SELECTED TEXT:
#####

The state of Michigan is observing Autism Acceptance Month in April to promote a more inclusive society. This month-long observance aims to raise awareness about autism, promote acceptance, and highlight the contributions of people with autism.
Michigan Governor, Gretchen Whitmer, issued a proclamation stating that the state is committed to building a more welcoming and supportive environment for people with autism and their families. Various events and activities will be held throughout the month to celebrate diversity, increase understanding and foster inclusion for everyone.
“Autism Acceptance Month is an opportunity for all Michiganders to advocate and practice acceptance for people with autism,” said Gov. Whitmer. “We are focused on creating opportunities for everyone to reach their full potential, including Michiganders living with autism. Let’s work together to provide information and resources for communities to be more aware of autism, promote acceptance, and be more inclusive in everyday life.”
Autism is the fastest-growing developmental disability in the U.S., affecting more than five million people with an incidence rate of 1/44, per recent Centers for Disease Control and Prevention surveillance estimates. Youth with autism have been identified as the primary emerging population of individuals with a disability in Michigan that is either currently or predicted to be underserved.

#####

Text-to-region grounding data
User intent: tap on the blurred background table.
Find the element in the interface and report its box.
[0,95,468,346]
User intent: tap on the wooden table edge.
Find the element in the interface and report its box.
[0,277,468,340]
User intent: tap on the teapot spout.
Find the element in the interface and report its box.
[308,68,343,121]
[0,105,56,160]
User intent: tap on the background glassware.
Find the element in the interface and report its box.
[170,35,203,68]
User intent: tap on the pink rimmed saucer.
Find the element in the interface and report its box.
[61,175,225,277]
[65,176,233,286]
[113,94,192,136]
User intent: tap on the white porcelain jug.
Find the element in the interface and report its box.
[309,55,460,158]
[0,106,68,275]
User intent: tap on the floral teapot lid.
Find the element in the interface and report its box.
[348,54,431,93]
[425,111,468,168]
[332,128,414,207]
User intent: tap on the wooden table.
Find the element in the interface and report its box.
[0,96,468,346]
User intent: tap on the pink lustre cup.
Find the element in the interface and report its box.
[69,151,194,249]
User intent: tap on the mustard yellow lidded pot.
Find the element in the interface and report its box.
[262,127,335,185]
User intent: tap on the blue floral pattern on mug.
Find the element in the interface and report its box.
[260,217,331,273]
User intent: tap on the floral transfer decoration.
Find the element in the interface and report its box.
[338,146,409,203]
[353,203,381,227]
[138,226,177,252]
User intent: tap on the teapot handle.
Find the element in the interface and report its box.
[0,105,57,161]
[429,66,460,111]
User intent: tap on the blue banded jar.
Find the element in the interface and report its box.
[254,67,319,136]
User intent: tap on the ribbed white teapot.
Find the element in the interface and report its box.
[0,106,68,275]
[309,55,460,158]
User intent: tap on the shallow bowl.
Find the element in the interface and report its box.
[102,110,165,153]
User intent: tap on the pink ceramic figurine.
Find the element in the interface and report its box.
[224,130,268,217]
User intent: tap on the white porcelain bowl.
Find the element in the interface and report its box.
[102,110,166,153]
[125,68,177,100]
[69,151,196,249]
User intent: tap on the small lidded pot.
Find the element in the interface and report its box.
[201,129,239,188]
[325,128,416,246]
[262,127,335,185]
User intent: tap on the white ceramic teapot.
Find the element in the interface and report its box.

#####

EXERCISE TASKS:
1) In the Autism Acceptance Month text, what incidence rate for autism do recent Centers for Disease Control and Prevention surveillance estimates give?
2) Can you turn the paragraph of the Autism Acceptance Month text that begins "Michigan Governor, Gretchen Whitmer, issued a proclamation" into a short bulleted list that keeps its main facts?
3) Could you carry the Autism Acceptance Month text further, starting after its final sentence about youth with autism in Michigan?
The lines have no role in any of these tasks.

PER-TASK OUTPUTS:
1) 1/44

2)
- Governor Gretchen Whitmer issued a proclamation.
- It commits Michigan to a more welcoming, supportive environment for people with autism and their families.
- Events and activities will take place throughout the month.
- They aim to celebrate diversity, increase understanding and foster inclusion for everyone.

3)
Symptoms and characteristics of autism can vary significantly from one individual to the next. They may result in significant, lifelong challenges in learning, social-interactive behaviors, and understanding verbal and nonverbal communication. Many individuals with autism possess and learn exceptional skills and talents valuable to the business community. Acceptance and inclusion are critical to an individual’s independence in their community.
“Michigan is posed to be a top state to live if you or a family member has autism,” said Colleen Allen, President and CEO of the Autism Alliance. “Our efforts to reduce the age of diagnosis and access to services is a critical first step, followed by a high quality, inclusive education. Ultimately, we want autistic persons to live the life they choose, and to be fully supported on that journey.”
“Individuals with autism play an important role in strengthening and diversifying our state’s workforce,” said LEO’s Office of Employment and Training Director Stephanie Beckhorn. “We work hard to support employment opportunities for people with autism. Our vocational rehabilitation programs assist individuals with autism in identifying their personal and professional goals and providing them with the right supports and services to help them achieve success.”